▶ **Supplied entries**
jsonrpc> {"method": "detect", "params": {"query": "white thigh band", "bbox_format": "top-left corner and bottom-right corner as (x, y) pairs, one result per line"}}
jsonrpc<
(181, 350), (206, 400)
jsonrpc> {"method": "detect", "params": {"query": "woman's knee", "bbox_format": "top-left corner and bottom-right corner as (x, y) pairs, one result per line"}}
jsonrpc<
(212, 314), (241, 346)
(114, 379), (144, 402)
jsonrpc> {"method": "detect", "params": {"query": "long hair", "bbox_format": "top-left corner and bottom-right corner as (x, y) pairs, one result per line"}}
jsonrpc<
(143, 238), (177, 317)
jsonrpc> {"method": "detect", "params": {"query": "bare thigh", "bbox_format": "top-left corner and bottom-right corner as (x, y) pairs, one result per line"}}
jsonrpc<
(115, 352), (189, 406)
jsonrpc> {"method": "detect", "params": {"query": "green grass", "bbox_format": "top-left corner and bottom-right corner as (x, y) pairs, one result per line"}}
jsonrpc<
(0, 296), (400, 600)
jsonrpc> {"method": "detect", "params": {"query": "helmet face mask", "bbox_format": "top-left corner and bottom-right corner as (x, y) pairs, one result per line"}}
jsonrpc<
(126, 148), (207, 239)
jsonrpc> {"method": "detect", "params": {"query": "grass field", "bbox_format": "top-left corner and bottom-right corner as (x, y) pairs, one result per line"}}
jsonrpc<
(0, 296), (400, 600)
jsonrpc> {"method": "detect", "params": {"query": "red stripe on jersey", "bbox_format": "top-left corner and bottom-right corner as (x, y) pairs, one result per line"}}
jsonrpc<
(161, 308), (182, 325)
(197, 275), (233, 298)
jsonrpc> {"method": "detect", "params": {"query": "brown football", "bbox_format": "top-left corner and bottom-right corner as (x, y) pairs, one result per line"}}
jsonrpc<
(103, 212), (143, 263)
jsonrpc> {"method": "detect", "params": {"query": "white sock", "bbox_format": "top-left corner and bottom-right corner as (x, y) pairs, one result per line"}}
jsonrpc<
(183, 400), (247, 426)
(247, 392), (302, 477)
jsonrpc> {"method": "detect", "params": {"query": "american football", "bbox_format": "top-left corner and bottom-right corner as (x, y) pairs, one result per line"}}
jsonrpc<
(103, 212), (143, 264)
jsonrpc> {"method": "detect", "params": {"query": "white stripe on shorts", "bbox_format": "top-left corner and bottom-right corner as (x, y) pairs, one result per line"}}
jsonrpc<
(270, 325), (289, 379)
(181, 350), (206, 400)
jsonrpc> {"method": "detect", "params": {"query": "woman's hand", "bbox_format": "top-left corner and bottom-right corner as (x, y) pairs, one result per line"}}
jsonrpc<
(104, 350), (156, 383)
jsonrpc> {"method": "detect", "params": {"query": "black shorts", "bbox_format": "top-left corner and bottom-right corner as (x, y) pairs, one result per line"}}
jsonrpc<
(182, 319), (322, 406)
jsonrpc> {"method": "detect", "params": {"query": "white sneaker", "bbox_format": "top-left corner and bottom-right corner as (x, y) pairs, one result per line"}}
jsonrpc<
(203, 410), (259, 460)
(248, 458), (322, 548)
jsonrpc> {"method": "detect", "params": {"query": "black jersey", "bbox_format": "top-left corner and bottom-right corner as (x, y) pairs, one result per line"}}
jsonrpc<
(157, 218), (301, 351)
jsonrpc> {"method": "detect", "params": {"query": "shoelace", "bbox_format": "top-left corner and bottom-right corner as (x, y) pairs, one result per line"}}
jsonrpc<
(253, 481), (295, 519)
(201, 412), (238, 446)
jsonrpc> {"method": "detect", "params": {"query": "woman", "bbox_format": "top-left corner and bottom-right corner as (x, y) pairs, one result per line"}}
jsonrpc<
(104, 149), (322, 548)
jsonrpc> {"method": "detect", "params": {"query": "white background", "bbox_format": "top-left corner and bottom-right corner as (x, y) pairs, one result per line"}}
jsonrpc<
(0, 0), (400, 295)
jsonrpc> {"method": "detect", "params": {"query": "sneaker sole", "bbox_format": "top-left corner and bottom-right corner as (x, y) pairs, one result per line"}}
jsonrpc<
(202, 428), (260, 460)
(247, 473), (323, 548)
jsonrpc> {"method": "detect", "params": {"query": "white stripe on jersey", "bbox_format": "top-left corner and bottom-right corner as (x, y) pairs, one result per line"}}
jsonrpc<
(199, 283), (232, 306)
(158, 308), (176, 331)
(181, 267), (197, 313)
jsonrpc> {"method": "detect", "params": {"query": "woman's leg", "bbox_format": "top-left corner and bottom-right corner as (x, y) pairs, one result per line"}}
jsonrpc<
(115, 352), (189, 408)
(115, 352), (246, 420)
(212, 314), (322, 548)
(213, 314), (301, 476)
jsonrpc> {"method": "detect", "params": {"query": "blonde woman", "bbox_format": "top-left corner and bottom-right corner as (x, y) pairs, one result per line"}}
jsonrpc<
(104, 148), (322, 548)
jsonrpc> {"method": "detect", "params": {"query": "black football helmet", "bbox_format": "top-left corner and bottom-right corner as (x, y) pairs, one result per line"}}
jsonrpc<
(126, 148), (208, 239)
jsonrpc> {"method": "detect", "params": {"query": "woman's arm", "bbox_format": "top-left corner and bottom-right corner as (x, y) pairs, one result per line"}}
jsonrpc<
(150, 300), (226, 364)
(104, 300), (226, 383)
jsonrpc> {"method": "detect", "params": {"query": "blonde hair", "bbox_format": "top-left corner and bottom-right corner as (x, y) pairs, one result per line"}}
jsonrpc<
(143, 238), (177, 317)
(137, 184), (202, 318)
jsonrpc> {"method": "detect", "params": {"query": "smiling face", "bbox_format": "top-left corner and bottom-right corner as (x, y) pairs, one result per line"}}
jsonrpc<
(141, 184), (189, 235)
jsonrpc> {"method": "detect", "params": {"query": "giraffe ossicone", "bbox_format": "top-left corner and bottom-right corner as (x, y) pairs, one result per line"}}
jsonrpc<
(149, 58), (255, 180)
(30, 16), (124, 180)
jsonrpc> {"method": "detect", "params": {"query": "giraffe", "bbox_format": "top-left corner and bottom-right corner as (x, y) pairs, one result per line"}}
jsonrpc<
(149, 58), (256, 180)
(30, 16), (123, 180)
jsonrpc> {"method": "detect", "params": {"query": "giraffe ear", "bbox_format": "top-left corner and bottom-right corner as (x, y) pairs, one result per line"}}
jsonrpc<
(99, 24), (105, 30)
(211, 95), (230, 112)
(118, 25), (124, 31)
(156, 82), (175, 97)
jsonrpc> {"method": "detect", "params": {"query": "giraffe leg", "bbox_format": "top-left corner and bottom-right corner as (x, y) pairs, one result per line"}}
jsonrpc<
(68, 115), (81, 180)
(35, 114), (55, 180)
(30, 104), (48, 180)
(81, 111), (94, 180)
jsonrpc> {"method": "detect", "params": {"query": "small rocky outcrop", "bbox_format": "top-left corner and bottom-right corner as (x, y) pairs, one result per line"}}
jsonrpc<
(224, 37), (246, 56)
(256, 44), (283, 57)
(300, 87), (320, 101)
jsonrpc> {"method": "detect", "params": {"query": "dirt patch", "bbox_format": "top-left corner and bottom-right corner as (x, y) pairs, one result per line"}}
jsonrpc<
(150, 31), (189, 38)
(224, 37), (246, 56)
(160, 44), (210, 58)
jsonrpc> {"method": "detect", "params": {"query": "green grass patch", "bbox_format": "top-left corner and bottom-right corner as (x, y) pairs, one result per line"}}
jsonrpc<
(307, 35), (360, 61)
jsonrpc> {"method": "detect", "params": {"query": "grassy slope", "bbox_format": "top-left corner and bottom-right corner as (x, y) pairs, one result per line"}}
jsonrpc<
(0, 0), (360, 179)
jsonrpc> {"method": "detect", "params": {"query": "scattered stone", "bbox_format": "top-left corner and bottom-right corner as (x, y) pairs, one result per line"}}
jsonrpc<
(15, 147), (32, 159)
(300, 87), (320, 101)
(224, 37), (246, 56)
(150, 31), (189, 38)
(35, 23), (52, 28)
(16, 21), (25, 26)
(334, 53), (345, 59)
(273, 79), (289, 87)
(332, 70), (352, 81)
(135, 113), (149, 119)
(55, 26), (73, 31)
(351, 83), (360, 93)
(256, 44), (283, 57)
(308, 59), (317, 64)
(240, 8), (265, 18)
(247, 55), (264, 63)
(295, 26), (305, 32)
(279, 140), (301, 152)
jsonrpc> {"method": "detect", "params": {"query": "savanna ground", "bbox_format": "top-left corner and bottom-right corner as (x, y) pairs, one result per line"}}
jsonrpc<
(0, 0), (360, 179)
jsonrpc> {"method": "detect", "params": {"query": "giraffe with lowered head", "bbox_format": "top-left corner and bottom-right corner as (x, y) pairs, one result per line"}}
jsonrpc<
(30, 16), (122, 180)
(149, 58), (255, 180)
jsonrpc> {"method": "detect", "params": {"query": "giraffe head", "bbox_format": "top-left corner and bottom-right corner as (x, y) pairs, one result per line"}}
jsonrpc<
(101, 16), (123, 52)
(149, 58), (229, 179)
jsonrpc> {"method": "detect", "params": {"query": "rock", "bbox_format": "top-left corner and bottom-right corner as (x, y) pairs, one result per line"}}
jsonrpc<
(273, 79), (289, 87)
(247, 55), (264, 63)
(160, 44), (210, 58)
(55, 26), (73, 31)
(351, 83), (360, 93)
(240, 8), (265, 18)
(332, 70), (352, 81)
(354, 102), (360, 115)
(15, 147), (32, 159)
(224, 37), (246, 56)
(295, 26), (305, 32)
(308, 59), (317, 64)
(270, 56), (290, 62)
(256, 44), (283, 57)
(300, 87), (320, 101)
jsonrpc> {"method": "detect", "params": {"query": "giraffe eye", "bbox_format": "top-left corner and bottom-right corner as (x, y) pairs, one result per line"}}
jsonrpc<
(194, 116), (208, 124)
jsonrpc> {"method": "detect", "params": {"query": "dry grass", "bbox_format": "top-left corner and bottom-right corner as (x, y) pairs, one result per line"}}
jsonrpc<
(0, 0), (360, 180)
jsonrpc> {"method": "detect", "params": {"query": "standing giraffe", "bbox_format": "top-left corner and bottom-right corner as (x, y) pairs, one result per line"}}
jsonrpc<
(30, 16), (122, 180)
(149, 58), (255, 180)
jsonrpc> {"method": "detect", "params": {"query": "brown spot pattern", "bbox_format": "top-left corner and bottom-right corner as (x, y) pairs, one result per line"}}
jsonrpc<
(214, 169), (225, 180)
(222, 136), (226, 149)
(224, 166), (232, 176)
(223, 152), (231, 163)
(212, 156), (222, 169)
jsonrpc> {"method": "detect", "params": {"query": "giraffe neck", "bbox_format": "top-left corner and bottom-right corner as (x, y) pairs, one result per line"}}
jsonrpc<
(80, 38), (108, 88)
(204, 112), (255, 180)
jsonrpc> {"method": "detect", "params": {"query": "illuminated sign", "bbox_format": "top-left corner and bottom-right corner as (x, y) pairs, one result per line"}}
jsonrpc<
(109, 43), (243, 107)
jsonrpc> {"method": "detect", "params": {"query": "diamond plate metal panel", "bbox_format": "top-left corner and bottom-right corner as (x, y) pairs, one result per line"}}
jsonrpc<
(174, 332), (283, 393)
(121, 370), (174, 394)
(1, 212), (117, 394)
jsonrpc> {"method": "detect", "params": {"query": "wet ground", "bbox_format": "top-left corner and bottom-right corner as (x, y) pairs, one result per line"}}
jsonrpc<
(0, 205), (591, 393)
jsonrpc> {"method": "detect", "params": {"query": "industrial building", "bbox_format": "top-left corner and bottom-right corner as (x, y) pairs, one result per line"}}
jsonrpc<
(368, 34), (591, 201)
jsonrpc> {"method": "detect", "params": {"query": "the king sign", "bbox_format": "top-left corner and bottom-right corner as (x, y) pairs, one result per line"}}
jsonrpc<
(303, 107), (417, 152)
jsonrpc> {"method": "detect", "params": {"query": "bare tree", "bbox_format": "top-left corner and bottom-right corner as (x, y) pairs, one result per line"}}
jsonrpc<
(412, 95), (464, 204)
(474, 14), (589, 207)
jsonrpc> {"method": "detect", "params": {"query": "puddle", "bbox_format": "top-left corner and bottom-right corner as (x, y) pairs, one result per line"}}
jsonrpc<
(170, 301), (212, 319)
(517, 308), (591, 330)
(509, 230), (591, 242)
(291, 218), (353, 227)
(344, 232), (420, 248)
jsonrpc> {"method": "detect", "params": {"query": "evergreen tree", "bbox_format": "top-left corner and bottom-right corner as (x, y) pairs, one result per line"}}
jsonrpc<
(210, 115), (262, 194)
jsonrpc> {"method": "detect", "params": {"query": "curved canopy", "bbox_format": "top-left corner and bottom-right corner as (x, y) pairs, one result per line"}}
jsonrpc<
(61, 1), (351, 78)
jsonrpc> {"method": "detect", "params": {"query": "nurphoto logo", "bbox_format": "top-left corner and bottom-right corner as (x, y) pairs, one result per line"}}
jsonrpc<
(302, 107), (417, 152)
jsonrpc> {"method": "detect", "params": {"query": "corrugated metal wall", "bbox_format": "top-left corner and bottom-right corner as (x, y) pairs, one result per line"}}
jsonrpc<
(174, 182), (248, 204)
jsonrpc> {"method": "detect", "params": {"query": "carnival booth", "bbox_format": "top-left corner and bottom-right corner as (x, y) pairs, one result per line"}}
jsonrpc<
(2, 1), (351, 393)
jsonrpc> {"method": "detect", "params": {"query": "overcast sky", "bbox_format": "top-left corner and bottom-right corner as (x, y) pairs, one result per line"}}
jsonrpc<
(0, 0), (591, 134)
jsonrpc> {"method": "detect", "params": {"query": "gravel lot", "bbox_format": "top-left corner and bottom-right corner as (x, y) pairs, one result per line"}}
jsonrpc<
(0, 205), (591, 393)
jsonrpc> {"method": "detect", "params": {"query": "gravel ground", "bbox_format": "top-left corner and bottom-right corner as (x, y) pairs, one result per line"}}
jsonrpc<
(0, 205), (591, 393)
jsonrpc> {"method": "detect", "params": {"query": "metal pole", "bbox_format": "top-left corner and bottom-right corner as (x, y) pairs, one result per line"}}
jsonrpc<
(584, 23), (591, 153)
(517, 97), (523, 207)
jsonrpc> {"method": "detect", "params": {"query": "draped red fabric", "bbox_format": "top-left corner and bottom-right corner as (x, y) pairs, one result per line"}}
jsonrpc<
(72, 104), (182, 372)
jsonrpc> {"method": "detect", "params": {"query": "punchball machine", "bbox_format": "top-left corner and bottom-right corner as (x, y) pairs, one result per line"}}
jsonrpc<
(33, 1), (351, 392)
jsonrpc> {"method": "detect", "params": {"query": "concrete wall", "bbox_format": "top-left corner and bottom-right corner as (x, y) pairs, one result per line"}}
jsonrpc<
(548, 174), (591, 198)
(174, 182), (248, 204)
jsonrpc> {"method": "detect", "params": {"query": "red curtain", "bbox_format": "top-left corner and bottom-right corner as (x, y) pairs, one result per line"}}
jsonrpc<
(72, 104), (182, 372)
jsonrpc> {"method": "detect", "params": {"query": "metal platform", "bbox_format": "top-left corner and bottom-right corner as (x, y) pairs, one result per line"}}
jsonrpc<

▶ **Task description**
Reproduce every line from the start of the entries through the line with "(114, 379), (144, 402)", both ends included and requests kept, and offset each coordinate in the answers by -65.

▶ **Exercise output**
jsonrpc> {"method": "detect", "params": {"query": "white thigh band", "bbox_format": "top-left corner and bottom-right corner as (x, y) pairs, one result per line"}}
jsonrpc<
(116, 285), (141, 335)
jsonrpc> {"method": "detect", "params": {"query": "woman's knee", "bbox_format": "top-left corner and bottom-right corner as (x, y) pairs, one result per line"}}
jsonrpc<
(147, 249), (176, 281)
(49, 314), (79, 337)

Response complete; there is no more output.